Gather every line in the items below that contains the string "street". Case counts.

(Object position labeling entries)

####

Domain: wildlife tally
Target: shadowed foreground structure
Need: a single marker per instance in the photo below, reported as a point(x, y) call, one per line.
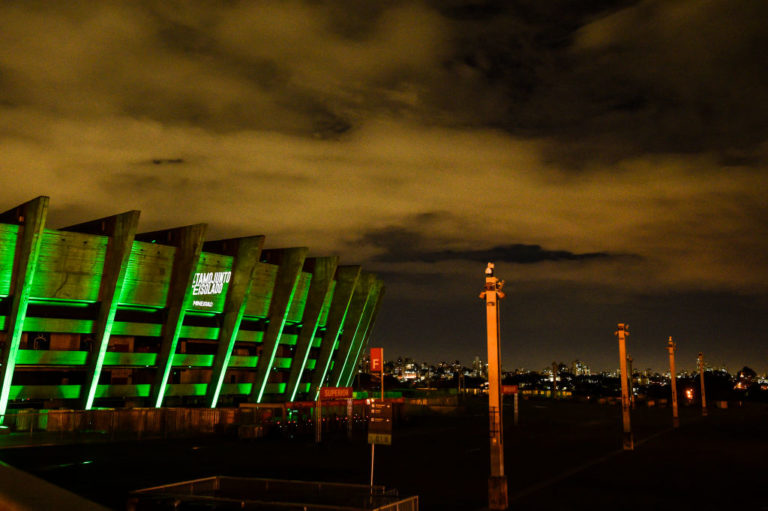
point(563, 455)
point(101, 315)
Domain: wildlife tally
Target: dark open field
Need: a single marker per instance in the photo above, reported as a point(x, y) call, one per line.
point(563, 455)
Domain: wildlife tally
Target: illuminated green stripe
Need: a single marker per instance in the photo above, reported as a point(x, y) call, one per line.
point(19, 392)
point(61, 325)
point(45, 357)
point(9, 234)
point(114, 358)
point(250, 336)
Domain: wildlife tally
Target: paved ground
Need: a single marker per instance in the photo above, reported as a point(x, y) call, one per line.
point(563, 455)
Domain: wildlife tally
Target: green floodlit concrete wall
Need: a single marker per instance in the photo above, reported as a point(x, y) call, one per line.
point(75, 307)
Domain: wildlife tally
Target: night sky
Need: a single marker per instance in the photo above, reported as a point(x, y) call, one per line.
point(608, 155)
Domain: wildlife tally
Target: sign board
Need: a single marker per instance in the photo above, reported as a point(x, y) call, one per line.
point(380, 423)
point(335, 393)
point(207, 286)
point(377, 360)
point(509, 389)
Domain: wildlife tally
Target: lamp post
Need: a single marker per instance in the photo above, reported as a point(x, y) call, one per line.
point(621, 333)
point(497, 482)
point(672, 347)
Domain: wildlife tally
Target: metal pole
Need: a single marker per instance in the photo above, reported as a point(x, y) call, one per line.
point(373, 447)
point(349, 418)
point(622, 333)
point(382, 383)
point(703, 389)
point(497, 482)
point(672, 347)
point(554, 380)
point(630, 383)
point(516, 409)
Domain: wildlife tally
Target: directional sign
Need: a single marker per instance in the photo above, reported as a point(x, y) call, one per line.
point(380, 423)
point(509, 389)
point(377, 360)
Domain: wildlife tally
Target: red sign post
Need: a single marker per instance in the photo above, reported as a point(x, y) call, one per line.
point(331, 393)
point(377, 365)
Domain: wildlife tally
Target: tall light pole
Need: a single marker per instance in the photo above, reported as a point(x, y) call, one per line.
point(631, 384)
point(554, 380)
point(703, 389)
point(497, 482)
point(672, 347)
point(621, 333)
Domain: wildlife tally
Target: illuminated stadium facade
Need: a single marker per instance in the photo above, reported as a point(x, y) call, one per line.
point(97, 315)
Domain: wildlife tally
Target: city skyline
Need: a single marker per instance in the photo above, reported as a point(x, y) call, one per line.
point(609, 157)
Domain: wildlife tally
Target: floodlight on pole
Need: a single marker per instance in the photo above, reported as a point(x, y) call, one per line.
point(497, 482)
point(622, 333)
point(672, 347)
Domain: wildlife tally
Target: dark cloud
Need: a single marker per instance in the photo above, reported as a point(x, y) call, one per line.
point(320, 122)
point(397, 244)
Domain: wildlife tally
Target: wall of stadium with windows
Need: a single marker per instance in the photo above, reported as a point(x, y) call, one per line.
point(99, 315)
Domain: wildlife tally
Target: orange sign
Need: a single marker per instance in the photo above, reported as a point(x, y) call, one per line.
point(335, 392)
point(377, 360)
point(509, 389)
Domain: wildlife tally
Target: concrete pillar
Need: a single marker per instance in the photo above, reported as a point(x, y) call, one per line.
point(189, 244)
point(323, 270)
point(30, 217)
point(346, 282)
point(121, 230)
point(246, 253)
point(672, 347)
point(621, 334)
point(290, 262)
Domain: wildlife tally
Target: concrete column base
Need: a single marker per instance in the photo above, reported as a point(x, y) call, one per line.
point(497, 492)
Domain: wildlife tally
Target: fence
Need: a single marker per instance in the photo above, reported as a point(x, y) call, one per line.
point(248, 422)
point(274, 494)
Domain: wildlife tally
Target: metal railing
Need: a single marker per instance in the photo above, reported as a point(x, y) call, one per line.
point(259, 493)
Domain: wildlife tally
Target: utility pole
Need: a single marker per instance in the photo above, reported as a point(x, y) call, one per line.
point(554, 380)
point(672, 347)
point(703, 390)
point(621, 333)
point(631, 385)
point(497, 482)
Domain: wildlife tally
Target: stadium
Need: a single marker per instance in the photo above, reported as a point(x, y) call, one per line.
point(97, 315)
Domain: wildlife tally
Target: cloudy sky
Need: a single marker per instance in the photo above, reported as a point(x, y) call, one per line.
point(608, 155)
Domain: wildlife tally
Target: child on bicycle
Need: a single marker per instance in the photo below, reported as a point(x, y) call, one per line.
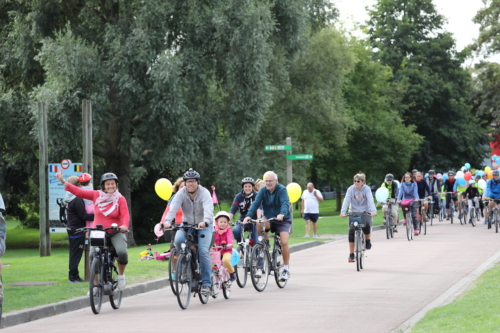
point(224, 235)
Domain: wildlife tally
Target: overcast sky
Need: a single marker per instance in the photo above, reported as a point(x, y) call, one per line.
point(459, 14)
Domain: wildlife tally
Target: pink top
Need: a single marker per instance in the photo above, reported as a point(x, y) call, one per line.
point(226, 236)
point(105, 213)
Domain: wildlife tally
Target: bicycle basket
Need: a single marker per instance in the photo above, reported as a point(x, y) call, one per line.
point(356, 219)
point(97, 238)
point(215, 258)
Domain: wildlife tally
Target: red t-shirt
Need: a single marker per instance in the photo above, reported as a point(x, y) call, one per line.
point(118, 215)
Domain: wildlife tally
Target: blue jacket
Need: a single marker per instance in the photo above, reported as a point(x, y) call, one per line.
point(408, 192)
point(493, 189)
point(273, 204)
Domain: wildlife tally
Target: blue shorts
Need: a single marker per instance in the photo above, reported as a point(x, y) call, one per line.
point(311, 217)
point(281, 226)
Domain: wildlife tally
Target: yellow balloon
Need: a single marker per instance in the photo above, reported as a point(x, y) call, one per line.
point(163, 188)
point(294, 192)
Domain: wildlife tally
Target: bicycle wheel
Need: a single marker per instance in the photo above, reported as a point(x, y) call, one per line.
point(259, 261)
point(174, 255)
point(278, 265)
point(116, 298)
point(183, 280)
point(241, 267)
point(95, 288)
point(215, 290)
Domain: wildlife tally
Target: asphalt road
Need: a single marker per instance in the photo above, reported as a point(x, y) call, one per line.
point(325, 292)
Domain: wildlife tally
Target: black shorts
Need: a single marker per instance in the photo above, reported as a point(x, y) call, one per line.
point(311, 217)
point(281, 226)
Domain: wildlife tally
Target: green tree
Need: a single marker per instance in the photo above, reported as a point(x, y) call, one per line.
point(408, 36)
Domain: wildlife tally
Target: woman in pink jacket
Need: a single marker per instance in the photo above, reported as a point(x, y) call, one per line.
point(110, 207)
point(224, 235)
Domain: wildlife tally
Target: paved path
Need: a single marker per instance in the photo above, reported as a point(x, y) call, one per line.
point(325, 293)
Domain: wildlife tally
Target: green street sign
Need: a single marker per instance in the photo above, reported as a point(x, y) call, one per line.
point(279, 147)
point(299, 157)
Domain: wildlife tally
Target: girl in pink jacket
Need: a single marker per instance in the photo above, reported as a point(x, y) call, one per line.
point(224, 235)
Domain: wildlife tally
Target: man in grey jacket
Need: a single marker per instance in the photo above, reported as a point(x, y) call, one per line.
point(197, 208)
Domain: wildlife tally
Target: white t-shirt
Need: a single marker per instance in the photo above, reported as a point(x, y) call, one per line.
point(311, 204)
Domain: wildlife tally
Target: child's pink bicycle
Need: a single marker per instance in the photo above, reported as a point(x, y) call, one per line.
point(220, 276)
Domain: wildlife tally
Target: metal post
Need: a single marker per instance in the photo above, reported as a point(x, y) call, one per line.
point(43, 181)
point(87, 163)
point(289, 177)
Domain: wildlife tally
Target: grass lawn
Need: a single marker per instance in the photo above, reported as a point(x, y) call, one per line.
point(475, 311)
point(25, 264)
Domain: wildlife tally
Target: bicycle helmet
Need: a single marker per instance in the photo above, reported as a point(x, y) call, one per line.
point(191, 174)
point(84, 178)
point(108, 176)
point(247, 180)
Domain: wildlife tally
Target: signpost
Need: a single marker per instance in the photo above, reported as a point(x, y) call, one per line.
point(299, 157)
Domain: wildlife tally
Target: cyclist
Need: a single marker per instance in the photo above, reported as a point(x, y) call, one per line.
point(423, 192)
point(242, 202)
point(197, 209)
point(433, 183)
point(360, 198)
point(409, 190)
point(470, 193)
point(493, 190)
point(275, 203)
point(112, 208)
point(393, 194)
point(449, 186)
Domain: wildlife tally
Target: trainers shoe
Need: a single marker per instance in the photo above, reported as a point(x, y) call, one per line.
point(284, 276)
point(121, 282)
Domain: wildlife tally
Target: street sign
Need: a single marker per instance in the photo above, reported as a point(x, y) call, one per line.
point(279, 147)
point(299, 157)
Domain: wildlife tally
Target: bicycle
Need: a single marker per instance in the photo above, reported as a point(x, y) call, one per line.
point(242, 268)
point(188, 271)
point(262, 259)
point(103, 271)
point(220, 276)
point(356, 222)
point(389, 220)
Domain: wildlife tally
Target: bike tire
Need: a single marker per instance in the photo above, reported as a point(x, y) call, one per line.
point(116, 298)
point(96, 270)
point(172, 262)
point(259, 260)
point(241, 268)
point(278, 265)
point(216, 284)
point(183, 280)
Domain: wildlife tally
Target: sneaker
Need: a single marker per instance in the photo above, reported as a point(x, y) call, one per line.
point(205, 290)
point(121, 282)
point(284, 276)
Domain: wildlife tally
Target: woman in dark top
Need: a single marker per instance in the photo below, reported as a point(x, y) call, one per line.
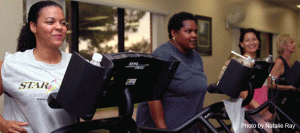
point(287, 93)
point(184, 97)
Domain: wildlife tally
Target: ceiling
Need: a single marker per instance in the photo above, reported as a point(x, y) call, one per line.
point(287, 3)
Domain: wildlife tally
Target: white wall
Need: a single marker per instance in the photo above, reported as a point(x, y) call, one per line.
point(10, 20)
point(260, 15)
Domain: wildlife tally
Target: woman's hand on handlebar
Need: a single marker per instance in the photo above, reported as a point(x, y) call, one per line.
point(13, 126)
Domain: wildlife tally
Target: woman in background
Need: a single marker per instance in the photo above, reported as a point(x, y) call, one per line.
point(26, 75)
point(249, 47)
point(288, 95)
point(185, 95)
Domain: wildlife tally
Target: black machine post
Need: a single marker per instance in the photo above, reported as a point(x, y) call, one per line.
point(122, 80)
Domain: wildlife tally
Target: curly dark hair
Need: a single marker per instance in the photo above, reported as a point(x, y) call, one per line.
point(175, 22)
point(245, 31)
point(27, 38)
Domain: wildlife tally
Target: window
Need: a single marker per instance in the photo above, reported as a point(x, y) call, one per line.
point(96, 27)
point(99, 29)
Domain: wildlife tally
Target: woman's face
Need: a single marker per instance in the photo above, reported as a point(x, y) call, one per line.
point(186, 37)
point(291, 46)
point(250, 43)
point(50, 29)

####

→ **The answer**
Target: green street sign
Target: street sign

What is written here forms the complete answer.